**Texto para leitura:**
___

No transporte estadual do gado bovino, estuda-se o seu envolvimento com a
qualidade do couro, considerando as determinações contidas na legislação pertinente em
vigor, relativas às condições necessárias à proteção dos animais e, em especial, do couro.
No segmento abate do gado bovino no Estado, são abordados a evolução do
abate mundial, nacional e estadual, com maior detalhamento dos dados referentes à rede de
frigoríficos instalada em MS; pessoal empregado; os problemas inerentes ao processo de
retirada da pele e sua comercialização; e a política de expansão do setor.
No processamento da pele bovina no Estado, são evidenciados o mercado
brasileiro de couros bovinos; a produção e estágio de acabamento dos curtumes instalados;
pessoal; origem e estado das peles utilizadas no processamento, com destaque para os seus
defeitos; a comercialização do couro; e os subprodutos decorrentes do processo de
curtimento.

___

**O que fazer:**
A) Segundo o texto sobre o couro bovino, o que se estuda no transporte estadual do gado?
B) Extraia do texto sobre o couro bovino o trecho que vai de "No segmento abate" a "curtimento.".
Não é preciso consultar os registros.

___

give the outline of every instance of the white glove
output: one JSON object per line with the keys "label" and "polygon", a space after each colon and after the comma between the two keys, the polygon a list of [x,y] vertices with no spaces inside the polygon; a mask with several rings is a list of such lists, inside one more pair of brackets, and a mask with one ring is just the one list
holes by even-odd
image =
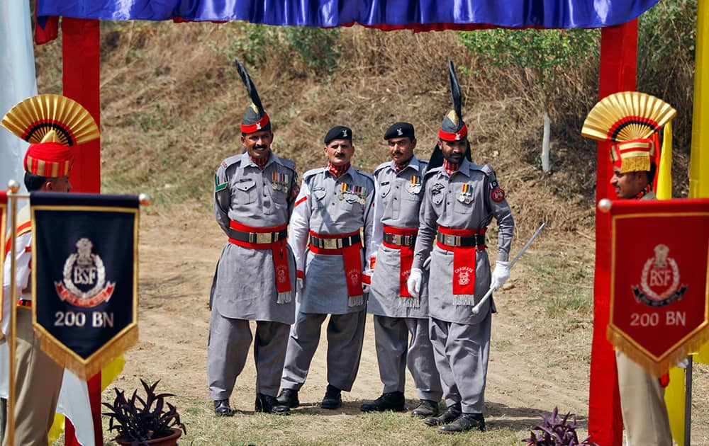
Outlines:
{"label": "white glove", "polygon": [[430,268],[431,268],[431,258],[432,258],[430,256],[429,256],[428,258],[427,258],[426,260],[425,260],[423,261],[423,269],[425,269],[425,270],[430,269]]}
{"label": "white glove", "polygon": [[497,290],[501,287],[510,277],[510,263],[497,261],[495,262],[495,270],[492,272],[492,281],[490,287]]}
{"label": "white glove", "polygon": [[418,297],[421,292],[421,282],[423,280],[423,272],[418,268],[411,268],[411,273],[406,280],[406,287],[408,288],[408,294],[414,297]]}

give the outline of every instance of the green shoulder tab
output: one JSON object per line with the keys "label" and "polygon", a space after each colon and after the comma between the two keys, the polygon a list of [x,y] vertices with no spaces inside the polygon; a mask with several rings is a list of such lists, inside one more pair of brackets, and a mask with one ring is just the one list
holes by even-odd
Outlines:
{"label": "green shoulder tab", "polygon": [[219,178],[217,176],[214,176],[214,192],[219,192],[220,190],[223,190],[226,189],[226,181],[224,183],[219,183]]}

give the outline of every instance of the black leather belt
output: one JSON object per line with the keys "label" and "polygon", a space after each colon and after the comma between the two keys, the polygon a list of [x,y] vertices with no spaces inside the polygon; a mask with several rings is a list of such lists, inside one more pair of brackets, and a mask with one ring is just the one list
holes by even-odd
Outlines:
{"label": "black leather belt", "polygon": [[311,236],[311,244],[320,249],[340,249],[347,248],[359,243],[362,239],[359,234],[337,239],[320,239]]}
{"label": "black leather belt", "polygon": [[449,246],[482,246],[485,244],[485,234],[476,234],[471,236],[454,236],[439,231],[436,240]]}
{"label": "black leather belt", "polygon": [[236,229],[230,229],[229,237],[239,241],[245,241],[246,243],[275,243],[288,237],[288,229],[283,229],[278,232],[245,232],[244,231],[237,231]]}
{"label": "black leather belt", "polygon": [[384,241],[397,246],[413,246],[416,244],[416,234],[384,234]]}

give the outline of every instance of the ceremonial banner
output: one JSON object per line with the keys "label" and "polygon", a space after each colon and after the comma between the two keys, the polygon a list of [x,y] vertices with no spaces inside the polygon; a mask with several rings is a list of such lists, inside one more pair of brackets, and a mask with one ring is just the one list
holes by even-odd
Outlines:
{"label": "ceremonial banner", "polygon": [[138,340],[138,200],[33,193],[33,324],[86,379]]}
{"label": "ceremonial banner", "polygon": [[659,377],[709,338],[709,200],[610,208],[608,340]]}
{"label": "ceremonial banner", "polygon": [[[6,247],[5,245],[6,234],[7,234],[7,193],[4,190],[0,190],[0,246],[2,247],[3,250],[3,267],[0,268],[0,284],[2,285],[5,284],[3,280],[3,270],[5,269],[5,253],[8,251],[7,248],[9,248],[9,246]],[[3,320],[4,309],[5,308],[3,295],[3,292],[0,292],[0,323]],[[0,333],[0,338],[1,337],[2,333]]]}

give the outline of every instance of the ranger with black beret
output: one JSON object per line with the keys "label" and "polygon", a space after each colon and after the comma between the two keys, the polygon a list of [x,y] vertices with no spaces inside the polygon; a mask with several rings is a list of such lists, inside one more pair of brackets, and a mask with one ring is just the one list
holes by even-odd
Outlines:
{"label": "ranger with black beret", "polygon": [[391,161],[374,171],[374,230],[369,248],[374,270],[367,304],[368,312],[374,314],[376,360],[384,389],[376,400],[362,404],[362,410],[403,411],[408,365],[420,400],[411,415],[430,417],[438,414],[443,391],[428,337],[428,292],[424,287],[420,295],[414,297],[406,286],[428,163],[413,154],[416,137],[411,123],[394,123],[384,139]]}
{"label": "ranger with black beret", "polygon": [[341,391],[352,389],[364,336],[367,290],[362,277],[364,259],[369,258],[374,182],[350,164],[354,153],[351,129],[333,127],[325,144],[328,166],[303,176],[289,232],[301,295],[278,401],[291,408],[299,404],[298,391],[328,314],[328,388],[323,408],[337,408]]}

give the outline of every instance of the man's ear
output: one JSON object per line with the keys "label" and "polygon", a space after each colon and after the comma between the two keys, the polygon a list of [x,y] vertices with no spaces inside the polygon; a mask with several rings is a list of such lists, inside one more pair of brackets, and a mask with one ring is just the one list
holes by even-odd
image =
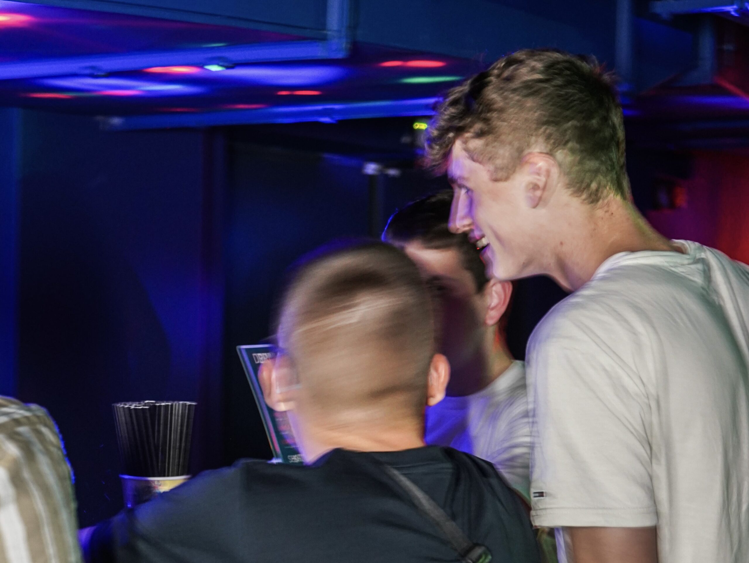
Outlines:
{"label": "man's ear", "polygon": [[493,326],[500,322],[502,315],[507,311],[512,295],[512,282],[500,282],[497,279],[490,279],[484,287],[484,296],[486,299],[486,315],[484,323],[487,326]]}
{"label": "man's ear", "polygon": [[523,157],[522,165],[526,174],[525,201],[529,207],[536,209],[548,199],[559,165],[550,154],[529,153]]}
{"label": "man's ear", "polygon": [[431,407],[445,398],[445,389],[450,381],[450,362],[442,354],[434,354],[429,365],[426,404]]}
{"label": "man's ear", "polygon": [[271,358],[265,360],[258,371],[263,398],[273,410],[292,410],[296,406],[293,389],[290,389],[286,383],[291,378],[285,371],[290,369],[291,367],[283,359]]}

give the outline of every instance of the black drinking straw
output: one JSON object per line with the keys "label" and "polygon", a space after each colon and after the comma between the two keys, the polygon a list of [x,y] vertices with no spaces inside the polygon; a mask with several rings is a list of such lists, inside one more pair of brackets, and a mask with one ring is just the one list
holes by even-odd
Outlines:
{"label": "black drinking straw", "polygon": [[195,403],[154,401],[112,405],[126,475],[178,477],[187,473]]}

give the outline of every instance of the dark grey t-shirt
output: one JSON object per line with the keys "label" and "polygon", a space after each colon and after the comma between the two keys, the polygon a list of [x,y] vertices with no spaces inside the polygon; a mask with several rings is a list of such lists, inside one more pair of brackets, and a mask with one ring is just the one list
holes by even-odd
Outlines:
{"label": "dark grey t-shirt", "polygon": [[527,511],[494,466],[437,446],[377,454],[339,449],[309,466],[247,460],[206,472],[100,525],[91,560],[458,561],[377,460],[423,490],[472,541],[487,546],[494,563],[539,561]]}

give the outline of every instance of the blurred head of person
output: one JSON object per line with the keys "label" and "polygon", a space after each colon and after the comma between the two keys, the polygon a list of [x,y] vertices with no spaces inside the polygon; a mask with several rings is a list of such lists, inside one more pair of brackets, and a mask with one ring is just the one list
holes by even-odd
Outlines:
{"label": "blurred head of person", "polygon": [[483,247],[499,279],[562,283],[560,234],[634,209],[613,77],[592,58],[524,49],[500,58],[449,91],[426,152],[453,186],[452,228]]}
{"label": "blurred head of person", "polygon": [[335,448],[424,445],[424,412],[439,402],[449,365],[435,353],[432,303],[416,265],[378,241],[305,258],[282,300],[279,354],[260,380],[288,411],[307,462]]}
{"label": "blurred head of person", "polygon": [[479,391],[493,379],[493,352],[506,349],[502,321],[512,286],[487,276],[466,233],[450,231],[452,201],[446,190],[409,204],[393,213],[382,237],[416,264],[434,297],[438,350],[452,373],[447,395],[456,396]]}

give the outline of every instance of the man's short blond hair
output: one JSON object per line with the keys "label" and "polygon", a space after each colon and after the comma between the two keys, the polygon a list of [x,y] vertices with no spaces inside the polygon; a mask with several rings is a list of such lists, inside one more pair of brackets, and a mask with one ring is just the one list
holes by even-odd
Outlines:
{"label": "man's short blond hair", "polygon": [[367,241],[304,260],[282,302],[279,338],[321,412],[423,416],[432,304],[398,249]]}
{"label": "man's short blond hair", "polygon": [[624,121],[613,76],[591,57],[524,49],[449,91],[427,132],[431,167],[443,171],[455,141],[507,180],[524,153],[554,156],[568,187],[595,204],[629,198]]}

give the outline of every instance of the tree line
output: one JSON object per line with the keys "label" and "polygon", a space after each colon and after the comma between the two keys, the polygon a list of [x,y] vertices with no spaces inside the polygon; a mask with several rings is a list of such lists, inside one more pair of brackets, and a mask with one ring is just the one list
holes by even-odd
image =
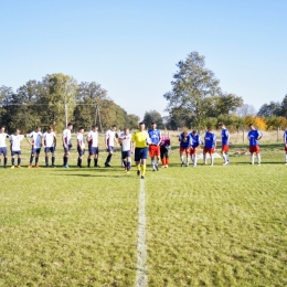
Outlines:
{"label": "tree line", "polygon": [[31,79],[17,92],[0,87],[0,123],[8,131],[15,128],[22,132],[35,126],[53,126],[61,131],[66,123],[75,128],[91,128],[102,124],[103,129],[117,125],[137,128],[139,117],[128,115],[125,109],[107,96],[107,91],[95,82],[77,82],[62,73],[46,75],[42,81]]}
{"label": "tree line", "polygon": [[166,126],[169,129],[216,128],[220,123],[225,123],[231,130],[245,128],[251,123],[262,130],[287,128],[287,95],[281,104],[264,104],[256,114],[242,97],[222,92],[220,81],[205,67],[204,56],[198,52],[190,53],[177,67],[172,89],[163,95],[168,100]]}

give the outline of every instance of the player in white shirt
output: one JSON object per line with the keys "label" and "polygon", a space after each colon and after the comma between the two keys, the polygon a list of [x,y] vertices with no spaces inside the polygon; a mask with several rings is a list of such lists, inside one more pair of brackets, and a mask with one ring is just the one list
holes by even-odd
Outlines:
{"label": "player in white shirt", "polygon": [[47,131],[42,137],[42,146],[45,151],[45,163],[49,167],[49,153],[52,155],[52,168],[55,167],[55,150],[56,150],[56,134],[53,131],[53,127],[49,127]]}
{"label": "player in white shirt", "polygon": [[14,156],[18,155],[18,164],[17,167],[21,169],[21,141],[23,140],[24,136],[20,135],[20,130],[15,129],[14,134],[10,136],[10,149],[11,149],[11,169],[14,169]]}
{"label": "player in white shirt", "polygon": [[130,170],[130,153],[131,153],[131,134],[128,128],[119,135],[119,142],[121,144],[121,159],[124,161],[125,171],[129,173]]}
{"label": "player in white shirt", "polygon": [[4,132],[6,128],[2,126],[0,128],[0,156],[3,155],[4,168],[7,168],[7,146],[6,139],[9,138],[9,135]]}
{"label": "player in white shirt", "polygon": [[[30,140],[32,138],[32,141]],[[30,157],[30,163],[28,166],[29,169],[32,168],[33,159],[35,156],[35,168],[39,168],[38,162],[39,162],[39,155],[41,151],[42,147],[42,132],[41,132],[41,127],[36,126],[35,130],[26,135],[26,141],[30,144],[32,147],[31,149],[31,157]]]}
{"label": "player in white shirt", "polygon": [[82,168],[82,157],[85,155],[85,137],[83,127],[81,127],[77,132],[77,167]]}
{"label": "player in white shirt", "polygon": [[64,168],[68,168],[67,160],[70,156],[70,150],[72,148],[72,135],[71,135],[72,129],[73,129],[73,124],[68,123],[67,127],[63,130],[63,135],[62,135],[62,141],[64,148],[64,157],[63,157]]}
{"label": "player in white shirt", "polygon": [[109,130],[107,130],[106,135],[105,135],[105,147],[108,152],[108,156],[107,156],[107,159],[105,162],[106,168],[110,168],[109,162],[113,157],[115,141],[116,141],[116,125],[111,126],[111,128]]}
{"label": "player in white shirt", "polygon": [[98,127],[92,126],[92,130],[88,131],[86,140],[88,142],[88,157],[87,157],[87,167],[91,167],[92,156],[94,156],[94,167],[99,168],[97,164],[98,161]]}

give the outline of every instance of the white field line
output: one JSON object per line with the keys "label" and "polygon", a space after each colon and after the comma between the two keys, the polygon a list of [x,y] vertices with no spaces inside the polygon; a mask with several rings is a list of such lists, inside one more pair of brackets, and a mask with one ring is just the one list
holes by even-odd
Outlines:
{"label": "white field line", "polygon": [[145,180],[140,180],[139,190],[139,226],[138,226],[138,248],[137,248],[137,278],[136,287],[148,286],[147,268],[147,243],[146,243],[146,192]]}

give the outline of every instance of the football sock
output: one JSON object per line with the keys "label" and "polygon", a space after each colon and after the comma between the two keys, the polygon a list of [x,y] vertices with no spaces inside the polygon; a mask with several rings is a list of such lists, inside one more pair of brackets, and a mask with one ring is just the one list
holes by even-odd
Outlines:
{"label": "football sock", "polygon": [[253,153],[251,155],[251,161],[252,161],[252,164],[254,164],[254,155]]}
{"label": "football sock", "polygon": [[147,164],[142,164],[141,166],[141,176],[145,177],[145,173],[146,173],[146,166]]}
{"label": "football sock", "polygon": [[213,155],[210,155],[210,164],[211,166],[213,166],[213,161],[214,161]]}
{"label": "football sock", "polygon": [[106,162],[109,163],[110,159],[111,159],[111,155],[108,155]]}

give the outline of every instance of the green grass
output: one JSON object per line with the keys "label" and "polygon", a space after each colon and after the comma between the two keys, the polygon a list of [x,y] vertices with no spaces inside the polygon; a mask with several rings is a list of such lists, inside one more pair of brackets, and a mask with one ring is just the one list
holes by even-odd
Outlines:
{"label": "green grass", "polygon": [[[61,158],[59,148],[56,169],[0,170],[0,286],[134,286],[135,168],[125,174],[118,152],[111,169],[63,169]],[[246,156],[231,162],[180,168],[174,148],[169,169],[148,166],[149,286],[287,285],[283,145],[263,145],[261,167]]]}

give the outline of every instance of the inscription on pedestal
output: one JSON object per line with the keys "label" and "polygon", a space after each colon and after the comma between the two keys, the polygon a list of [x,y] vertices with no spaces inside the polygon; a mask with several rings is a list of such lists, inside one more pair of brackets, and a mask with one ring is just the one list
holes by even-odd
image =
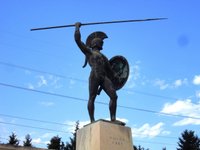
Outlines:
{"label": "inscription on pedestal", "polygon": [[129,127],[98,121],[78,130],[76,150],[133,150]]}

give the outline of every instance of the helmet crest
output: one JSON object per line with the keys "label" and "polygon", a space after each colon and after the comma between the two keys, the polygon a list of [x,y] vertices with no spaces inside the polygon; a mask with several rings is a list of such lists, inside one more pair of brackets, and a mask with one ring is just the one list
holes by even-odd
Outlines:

___

**Respostas completas:**
A) O envolvimento do transporte com a qualidade do couro, considerando as determinações da legislação pertinente em vigor.

B)
No segmento abate do gado bovino no Estado, são abordados a evolução do
abate mundial, nacional e estadual, com maior detalhamento dos dados referentes à rede de
frigoríficos instalada em MS; pessoal empregado; os problemas inerentes ao processo de
retirada da pele e sua comercialização; e a política de expansão do setor.
No processamento da pele bovina no Estado, são evidenciados o mercado
brasileiro de couros bovinos; a produção e estágio de acabamento dos curtumes instalados;
pessoal; origem e estado das peles utilizadas no processamento, com destaque para os seus
defeitos; a comercialização do couro; e os subprodutos decorrentes do processo de
curtimento.